START PROVIDED RECORDS

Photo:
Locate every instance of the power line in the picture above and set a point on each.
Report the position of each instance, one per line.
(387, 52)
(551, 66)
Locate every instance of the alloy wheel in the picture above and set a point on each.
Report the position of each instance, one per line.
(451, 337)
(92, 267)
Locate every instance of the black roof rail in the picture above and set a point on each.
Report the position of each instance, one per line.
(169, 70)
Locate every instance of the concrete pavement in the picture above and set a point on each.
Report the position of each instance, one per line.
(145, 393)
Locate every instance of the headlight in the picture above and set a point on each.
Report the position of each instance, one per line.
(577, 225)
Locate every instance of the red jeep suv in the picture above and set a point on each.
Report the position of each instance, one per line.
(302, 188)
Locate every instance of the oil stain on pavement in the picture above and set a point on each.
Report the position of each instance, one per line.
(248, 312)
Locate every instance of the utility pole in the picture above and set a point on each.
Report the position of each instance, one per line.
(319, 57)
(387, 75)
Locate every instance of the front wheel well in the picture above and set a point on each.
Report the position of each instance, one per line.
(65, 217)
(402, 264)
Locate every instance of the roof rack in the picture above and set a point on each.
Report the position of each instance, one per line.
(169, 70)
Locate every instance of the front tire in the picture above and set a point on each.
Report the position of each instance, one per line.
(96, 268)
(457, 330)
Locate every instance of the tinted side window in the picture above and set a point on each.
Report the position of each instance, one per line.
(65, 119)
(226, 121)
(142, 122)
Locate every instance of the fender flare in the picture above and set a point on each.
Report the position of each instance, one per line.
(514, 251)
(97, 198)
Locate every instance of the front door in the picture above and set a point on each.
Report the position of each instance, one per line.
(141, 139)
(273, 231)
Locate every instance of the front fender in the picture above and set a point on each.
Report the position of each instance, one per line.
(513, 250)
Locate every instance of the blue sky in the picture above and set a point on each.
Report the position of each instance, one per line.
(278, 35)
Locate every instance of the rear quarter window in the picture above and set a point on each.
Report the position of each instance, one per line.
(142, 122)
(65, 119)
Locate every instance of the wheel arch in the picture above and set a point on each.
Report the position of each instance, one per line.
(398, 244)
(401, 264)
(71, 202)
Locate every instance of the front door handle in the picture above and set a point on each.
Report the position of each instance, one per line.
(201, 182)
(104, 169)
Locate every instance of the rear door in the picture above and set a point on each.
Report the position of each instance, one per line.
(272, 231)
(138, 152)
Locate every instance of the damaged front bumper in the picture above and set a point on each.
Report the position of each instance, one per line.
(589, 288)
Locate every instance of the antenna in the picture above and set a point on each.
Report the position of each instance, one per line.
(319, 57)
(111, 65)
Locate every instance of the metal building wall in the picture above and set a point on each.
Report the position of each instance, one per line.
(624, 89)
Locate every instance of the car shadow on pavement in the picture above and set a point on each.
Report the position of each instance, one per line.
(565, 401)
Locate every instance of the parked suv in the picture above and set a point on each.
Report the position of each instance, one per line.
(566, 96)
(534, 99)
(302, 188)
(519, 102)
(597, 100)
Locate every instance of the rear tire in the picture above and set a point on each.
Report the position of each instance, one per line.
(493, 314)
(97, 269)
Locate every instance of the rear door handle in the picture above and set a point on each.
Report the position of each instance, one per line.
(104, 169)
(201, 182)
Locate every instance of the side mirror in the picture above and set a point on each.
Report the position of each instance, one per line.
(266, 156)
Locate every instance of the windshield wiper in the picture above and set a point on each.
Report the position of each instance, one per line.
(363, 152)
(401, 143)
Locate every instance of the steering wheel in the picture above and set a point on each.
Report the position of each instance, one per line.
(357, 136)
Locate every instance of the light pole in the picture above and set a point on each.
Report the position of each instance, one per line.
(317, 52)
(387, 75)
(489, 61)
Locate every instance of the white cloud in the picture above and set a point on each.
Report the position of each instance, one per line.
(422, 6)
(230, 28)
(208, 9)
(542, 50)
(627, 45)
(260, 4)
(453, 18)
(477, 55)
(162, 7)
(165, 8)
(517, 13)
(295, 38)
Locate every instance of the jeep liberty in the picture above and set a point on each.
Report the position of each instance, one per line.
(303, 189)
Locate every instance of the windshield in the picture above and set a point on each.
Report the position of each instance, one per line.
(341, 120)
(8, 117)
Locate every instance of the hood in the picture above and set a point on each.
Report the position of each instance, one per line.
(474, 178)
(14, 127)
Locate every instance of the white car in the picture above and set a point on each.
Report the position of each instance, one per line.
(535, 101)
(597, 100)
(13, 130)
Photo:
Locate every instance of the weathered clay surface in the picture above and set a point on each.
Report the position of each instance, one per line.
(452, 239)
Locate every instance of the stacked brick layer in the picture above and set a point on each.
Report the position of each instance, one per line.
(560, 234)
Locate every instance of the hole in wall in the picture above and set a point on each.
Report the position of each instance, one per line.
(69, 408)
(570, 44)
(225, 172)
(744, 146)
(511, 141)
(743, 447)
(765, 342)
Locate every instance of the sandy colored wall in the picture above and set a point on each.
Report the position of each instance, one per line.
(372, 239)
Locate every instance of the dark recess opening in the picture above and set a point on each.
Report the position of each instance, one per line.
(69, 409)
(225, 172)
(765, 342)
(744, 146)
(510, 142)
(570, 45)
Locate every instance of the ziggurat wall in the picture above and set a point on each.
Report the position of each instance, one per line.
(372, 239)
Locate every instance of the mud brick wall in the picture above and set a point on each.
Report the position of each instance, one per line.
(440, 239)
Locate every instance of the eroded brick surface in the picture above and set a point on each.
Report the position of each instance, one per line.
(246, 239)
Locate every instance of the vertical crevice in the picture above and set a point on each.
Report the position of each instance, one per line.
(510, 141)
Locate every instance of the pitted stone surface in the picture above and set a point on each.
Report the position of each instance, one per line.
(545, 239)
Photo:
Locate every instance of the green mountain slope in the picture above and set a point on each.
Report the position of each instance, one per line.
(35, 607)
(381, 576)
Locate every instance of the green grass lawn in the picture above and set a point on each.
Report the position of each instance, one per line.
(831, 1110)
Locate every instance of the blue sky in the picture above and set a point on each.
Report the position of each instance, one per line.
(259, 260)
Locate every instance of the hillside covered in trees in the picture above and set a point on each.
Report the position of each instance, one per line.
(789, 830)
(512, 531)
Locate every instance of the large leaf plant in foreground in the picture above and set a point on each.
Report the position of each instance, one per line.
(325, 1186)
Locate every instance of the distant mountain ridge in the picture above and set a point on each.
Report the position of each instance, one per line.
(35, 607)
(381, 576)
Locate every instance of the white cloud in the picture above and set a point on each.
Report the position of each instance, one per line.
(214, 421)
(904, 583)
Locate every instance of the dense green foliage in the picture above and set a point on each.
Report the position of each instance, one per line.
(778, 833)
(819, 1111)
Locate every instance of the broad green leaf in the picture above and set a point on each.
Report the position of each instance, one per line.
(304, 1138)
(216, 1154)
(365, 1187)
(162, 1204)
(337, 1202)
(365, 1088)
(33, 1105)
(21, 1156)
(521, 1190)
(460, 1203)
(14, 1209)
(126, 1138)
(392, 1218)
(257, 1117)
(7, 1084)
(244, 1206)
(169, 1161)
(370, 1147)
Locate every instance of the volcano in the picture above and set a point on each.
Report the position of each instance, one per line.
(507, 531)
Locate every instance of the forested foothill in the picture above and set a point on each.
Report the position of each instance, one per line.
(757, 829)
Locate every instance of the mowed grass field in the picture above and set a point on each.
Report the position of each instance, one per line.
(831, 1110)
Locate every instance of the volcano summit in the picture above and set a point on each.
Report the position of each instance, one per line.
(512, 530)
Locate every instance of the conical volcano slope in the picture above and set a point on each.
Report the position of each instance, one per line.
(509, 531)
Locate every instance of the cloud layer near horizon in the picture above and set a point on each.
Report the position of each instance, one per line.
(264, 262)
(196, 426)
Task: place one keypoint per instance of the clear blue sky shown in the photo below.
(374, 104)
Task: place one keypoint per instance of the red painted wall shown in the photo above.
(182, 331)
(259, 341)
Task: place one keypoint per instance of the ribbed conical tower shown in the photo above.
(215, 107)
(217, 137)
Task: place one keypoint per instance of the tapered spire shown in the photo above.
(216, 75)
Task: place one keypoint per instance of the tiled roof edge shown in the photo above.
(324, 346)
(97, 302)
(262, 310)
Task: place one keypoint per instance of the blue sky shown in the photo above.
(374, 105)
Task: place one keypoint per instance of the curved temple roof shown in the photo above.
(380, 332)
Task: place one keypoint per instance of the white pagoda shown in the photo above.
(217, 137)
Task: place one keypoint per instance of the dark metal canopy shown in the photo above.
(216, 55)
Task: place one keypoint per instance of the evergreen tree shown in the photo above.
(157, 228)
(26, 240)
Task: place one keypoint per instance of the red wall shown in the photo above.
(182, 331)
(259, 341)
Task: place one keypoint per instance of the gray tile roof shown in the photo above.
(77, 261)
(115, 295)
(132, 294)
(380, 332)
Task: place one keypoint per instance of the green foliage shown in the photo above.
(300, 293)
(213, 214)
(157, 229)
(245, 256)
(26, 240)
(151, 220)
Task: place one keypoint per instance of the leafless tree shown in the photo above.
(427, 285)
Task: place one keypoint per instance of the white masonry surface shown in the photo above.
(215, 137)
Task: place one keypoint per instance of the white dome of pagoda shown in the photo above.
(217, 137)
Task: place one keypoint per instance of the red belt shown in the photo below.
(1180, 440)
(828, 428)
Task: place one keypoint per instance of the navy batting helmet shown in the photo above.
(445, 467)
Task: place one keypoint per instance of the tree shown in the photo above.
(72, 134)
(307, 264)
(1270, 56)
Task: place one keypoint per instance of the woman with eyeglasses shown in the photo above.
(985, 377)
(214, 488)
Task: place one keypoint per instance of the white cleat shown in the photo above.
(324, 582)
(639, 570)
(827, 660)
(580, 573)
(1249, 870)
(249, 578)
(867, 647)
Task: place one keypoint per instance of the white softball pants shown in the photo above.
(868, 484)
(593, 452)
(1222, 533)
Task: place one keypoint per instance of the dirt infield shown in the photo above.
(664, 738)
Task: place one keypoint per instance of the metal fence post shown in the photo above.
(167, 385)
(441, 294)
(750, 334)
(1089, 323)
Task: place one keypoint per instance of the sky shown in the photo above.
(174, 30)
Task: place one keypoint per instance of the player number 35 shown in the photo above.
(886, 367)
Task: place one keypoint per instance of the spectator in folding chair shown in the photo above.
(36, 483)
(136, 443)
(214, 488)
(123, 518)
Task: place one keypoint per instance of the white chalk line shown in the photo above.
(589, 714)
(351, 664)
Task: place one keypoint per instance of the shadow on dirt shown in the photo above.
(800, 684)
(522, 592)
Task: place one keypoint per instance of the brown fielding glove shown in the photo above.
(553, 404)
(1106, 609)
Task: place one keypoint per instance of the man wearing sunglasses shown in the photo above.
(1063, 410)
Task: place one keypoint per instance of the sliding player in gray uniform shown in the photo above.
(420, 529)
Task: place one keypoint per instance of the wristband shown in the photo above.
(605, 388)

END PROVIDED RECORDS

- [WORK ITEM] Across all lines above, count those with the string "windshield". Only the number is wanted.

- [EXERCISE ANSWER] 2